Can you copy the anxiety meditation article from "Man sat on a" through "it’s been tiring.", renaming every "Covid-19" to "COVID-19"?

Start of EXCERPTED PASSAGE

The 5 Best Anxiety Busting Meditations

Man sat on a sofa in a darkened room, with his hand on his head and clearly worried

The Covid-19 crisis is not over yet but in many parts of the world, restrictions are starting to be lifted, causing a lot of fear and anxiety, just as they did when they were first put in place. In most countries, reported incidents of high anxiety levels rose sharply due to Covid-19.

We’ve all had to adapt rapidly to a new and uncertain normal that has involved curbs on our movements, the wearing of face masks, social distancing, and an ever-present bottle of hand-sanitiser in our pockets. Let’s face it, it’s been tiring.

As restrictions ease, however, what was tiresome for many has become the new certainty and emotional security blanket for others. Lifting the limits on our freedoms, especially as Covid-19 is still a certain threat, can make the idea of going back to work, socialising in groups, and hugging people you don’t live with, scary for some.

End of EXCERPTED PASSAGE
Start of RAW DATA

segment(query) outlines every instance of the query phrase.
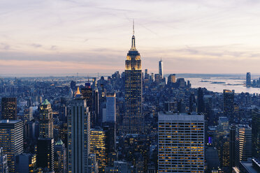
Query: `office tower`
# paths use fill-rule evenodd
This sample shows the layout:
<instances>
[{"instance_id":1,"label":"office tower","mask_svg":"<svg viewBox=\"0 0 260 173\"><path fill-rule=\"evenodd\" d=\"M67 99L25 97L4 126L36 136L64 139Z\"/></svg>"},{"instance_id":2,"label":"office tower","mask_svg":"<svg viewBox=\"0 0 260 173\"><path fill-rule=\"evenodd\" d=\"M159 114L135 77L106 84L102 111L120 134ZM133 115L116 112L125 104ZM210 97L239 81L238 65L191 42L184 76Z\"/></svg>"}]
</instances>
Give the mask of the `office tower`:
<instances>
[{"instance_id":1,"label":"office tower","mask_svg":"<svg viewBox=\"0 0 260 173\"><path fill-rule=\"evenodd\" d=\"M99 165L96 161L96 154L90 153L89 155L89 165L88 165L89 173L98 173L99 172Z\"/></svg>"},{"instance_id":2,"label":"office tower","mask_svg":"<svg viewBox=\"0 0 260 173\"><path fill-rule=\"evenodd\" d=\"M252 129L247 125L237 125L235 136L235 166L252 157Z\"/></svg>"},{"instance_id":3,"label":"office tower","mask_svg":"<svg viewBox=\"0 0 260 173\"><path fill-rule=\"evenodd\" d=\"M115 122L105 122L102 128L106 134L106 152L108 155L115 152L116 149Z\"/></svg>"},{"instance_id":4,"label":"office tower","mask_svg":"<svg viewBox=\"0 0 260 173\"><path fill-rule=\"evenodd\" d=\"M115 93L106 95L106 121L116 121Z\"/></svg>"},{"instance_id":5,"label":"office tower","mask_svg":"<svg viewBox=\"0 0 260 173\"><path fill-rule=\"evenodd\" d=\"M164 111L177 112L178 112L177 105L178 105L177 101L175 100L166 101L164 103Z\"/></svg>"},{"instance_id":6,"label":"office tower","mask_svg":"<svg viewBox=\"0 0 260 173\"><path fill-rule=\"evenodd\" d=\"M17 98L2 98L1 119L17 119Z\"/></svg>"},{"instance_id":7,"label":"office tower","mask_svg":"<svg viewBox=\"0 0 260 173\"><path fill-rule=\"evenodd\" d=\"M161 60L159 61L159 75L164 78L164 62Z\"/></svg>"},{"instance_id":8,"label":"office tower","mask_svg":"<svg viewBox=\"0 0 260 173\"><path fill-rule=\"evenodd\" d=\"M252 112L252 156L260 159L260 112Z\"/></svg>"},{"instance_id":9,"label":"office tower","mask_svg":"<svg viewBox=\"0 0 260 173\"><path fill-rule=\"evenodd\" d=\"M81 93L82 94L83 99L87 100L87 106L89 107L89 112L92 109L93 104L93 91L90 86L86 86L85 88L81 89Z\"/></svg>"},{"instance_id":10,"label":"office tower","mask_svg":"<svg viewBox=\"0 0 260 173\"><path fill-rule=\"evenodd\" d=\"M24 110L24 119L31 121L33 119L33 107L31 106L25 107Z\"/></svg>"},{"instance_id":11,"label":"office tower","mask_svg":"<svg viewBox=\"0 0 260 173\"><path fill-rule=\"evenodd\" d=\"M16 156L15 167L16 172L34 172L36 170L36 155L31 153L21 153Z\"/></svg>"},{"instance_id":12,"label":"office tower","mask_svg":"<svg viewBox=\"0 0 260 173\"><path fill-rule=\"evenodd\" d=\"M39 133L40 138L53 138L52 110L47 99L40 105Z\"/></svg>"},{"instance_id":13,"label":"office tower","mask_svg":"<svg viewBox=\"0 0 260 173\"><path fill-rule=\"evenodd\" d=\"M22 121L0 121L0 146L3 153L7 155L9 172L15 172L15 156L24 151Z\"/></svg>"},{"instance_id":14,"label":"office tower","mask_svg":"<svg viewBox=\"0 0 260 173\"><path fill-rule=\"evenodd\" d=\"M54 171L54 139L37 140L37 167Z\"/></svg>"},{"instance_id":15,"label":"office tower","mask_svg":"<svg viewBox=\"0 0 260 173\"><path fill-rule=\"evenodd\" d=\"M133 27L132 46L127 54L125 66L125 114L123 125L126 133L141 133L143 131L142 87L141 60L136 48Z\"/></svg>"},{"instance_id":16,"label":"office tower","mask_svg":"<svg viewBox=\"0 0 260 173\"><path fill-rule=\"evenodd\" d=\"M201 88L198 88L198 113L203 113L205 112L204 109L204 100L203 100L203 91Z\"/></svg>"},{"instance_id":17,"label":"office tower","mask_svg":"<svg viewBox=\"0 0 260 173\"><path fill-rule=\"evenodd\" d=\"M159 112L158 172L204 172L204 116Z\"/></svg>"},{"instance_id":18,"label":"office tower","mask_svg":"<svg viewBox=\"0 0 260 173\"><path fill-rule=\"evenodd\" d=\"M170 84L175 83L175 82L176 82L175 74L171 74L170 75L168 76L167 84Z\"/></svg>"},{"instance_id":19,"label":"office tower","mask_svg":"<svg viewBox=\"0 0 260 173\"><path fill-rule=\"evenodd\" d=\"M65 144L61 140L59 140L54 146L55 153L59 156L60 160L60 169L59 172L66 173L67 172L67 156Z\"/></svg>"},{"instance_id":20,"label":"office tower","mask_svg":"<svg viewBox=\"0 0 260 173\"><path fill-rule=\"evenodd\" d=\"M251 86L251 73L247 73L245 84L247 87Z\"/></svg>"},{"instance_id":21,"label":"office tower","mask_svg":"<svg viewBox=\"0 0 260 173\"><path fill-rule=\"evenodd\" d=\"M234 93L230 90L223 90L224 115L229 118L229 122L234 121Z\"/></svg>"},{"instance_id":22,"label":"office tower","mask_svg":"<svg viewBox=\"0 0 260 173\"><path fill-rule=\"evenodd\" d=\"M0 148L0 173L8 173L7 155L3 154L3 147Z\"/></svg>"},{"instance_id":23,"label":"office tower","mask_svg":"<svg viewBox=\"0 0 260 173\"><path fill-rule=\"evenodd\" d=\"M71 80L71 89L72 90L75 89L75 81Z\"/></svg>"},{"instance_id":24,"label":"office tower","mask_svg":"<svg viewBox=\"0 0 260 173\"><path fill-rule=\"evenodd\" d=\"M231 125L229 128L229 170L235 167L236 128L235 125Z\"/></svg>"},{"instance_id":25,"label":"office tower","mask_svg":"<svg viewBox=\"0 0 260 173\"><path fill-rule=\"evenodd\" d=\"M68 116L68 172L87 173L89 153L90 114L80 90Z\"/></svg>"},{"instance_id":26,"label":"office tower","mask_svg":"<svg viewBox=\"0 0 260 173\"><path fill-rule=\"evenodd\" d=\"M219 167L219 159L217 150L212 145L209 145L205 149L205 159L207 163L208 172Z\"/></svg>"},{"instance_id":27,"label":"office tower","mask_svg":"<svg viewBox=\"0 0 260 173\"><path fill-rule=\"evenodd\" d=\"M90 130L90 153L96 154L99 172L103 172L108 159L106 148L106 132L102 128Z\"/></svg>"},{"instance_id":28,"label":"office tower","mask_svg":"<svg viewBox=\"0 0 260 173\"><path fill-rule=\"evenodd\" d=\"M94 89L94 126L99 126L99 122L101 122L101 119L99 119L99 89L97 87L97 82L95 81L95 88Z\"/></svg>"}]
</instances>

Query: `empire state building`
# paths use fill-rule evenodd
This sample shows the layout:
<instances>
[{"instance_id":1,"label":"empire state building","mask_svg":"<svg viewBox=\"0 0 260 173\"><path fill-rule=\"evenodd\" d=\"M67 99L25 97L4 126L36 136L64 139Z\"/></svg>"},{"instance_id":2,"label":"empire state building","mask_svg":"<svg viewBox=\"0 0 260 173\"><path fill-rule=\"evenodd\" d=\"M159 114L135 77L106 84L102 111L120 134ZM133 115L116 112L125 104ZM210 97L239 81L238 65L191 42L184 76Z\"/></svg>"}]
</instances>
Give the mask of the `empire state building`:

End of RAW DATA

OUTPUT FOR THIS EXERCISE
Man sat on a sofa in a darkened room, with his hand on his head and clearly worried

The COVID-19 crisis is not over yet but in many parts of the world, restrictions are starting to be lifted, causing a lot of fear and anxiety, just as they did when they were first put in place. In most countries, reported incidents of high anxiety levels rose sharply due to COVID-19.

We’ve all had to adapt rapidly to a new and uncertain normal that has involved curbs on our movements, the wearing of face masks, social distancing, and an ever-present bottle of hand-sanitiser in our pockets. Let’s face it, it’s been tiring.